— TASK TO COMPLETE —
Each record below needs to be reproduced precisely, though not its pictures.

===============

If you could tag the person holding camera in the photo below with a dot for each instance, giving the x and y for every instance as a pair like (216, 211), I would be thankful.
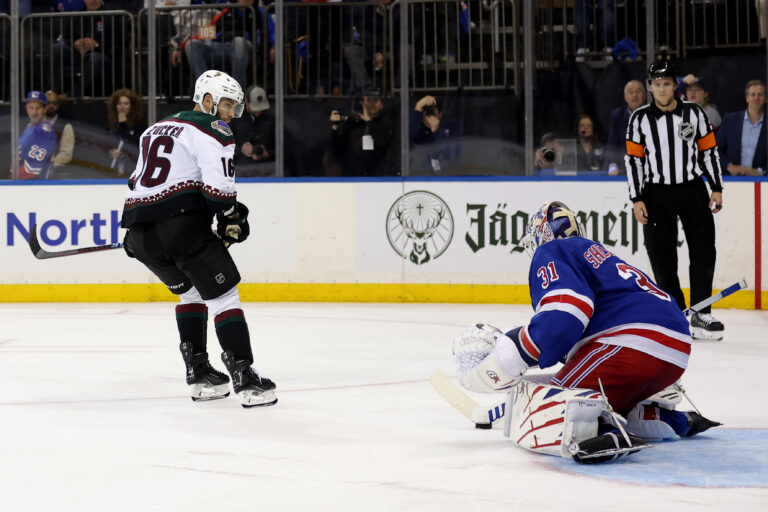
(435, 136)
(365, 142)
(549, 154)
(254, 135)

===============

— RESPONSE FOR THIS EXERCISE —
If you could tag the person holding camera in the photo below with a dot for each instance, giving the x and y for every instance as a pair like (216, 211), I would be thankful.
(435, 136)
(365, 142)
(549, 154)
(254, 135)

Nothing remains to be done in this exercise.